**Exercise requirements:** Each line from the one containing "background and give integer pixel coordinates." through the end of the entries below should be transcribed exactly, and no other line.

**Supplied information:**
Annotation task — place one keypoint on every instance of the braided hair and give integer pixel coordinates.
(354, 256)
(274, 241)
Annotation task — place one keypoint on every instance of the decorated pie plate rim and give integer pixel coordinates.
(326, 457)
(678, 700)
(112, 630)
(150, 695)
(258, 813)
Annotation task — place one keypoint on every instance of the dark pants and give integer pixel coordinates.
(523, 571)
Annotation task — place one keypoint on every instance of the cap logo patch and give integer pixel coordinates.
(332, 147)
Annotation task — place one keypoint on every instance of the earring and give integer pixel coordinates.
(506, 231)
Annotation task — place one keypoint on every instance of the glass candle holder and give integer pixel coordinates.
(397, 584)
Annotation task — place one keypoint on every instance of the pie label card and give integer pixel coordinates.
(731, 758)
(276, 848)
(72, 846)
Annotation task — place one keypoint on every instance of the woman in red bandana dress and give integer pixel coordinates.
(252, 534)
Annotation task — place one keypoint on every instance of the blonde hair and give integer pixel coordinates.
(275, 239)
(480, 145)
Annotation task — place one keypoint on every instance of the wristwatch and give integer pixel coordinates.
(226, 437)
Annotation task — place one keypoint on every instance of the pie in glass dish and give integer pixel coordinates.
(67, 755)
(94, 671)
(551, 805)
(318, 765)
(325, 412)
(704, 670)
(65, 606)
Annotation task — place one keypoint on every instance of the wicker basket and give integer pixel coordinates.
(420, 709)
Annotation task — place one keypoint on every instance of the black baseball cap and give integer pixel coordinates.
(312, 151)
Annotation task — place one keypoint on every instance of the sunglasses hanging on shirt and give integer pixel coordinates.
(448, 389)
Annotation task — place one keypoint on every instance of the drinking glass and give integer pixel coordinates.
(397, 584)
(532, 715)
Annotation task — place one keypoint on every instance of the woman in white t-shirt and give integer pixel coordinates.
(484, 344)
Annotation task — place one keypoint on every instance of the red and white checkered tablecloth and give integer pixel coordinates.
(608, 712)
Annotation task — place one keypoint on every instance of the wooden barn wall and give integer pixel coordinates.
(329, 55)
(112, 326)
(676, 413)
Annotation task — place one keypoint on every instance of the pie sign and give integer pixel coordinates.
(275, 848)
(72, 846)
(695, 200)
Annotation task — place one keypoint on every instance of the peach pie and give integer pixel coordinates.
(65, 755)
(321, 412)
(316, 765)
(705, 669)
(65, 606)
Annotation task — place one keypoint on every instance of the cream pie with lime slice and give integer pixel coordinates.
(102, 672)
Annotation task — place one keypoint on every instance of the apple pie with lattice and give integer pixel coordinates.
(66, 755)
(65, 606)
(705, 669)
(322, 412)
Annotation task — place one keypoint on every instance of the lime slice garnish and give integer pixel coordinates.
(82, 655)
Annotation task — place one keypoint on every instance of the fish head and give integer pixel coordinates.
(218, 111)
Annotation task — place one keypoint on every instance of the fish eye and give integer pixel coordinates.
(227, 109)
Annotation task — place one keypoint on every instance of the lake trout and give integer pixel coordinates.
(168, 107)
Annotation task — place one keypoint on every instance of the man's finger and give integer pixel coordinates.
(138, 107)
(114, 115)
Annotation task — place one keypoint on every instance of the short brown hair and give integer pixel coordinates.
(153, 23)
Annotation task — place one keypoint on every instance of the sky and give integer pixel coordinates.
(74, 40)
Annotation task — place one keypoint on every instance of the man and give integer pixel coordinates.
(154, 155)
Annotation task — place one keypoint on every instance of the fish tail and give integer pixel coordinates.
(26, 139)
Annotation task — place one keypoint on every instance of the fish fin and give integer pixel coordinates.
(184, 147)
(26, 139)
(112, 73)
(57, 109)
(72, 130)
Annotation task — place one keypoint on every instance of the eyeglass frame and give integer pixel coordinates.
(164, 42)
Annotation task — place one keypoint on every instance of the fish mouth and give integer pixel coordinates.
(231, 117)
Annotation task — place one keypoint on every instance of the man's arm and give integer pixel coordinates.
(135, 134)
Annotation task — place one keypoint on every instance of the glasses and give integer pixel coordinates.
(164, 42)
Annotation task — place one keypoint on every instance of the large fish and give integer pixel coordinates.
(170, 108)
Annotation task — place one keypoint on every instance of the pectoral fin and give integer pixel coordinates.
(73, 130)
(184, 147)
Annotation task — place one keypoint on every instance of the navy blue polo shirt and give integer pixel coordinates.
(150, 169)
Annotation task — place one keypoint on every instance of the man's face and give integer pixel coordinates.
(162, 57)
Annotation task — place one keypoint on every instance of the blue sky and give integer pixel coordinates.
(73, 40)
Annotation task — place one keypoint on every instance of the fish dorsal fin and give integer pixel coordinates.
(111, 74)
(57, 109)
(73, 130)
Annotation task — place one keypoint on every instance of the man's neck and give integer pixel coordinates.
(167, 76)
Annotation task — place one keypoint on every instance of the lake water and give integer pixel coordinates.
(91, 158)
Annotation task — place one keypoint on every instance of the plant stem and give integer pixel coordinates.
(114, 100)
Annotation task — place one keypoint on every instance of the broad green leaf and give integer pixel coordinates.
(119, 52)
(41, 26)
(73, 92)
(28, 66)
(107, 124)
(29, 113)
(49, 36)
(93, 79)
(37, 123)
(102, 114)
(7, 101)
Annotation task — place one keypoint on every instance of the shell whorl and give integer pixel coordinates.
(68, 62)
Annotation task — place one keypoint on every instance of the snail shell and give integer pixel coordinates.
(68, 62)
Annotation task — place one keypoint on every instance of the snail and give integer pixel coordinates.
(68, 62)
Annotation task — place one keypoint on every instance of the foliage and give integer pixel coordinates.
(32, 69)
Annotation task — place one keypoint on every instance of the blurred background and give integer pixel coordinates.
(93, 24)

**Worked solution:**
Annotation task — place one keypoint on every instance of the blurred background and give integer pixel coordinates.
(93, 24)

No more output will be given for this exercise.